===== INPUT DATA =====
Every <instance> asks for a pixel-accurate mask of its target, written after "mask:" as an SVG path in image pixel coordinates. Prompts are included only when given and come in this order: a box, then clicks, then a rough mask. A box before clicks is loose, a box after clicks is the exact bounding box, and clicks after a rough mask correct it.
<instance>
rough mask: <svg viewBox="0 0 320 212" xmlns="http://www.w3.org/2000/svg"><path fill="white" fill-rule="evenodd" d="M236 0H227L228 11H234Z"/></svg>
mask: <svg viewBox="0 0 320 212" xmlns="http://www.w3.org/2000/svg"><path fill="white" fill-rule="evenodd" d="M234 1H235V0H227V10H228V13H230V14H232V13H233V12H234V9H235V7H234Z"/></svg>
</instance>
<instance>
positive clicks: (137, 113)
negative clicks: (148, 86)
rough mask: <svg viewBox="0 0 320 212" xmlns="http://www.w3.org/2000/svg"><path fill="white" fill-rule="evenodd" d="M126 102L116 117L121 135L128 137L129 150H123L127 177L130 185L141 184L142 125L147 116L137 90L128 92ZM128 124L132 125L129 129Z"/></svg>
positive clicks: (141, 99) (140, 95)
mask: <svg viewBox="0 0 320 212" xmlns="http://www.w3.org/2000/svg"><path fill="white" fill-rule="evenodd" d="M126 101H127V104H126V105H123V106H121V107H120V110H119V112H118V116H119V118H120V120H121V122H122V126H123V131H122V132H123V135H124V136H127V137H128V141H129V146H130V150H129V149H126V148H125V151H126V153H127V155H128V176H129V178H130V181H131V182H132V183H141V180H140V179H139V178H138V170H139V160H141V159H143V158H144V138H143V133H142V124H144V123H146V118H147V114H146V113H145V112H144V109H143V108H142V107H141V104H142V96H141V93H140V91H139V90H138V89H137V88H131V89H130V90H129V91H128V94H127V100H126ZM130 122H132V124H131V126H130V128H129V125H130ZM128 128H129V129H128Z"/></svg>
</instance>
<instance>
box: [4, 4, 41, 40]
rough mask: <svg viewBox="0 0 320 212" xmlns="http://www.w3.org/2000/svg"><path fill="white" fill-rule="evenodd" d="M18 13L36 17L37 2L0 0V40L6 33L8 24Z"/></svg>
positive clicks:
=====
Could you please print the entire listing exactly?

### [TASK SOLUTION]
Every <instance> asks for a pixel-accurate mask of its target, written after "mask:" as an SVG path in image pixel coordinates. Prompts are included only when given and come in this order: a box, then clicks, then a rough mask. A box before clicks is loose, a box after clicks is the exact bounding box, and clicks after a rough mask correct it.
<instance>
rough mask: <svg viewBox="0 0 320 212" xmlns="http://www.w3.org/2000/svg"><path fill="white" fill-rule="evenodd" d="M236 0H227L228 11H234Z"/></svg>
mask: <svg viewBox="0 0 320 212" xmlns="http://www.w3.org/2000/svg"><path fill="white" fill-rule="evenodd" d="M234 1H235V0H227V10H228V13H230V14H232V13H233V12H234V9H235V7H234Z"/></svg>
</instance>
<instance>
positive clicks: (137, 113)
negative clicks: (148, 86)
rough mask: <svg viewBox="0 0 320 212" xmlns="http://www.w3.org/2000/svg"><path fill="white" fill-rule="evenodd" d="M126 102L116 117L121 135L128 137L129 150H123L127 177L130 185L141 184L142 125L147 116L137 90L128 92ZM128 124L132 125L129 129Z"/></svg>
positive clicks: (141, 99) (140, 95)
mask: <svg viewBox="0 0 320 212" xmlns="http://www.w3.org/2000/svg"><path fill="white" fill-rule="evenodd" d="M126 101H127V104H126V105H123V106H121V107H120V110H119V112H118V116H119V118H120V120H121V122H122V126H123V131H122V132H123V135H124V136H127V137H128V141H129V146H130V150H129V149H126V148H125V151H126V153H127V155H128V176H129V178H130V181H131V182H132V183H141V180H140V179H139V178H138V170H139V160H141V159H143V158H144V138H143V133H142V124H144V123H146V118H147V114H146V113H145V112H144V109H143V108H142V107H141V104H142V96H141V93H140V91H139V90H138V89H137V88H131V89H130V90H129V91H128V94H127V100H126ZM130 122H132V124H131V126H130V128H129V125H130ZM128 128H129V129H128Z"/></svg>
</instance>
<instance>
box: [4, 4, 41, 40]
rough mask: <svg viewBox="0 0 320 212" xmlns="http://www.w3.org/2000/svg"><path fill="white" fill-rule="evenodd" d="M18 13L36 17L37 2L0 0V40L6 33L8 24Z"/></svg>
positive clicks:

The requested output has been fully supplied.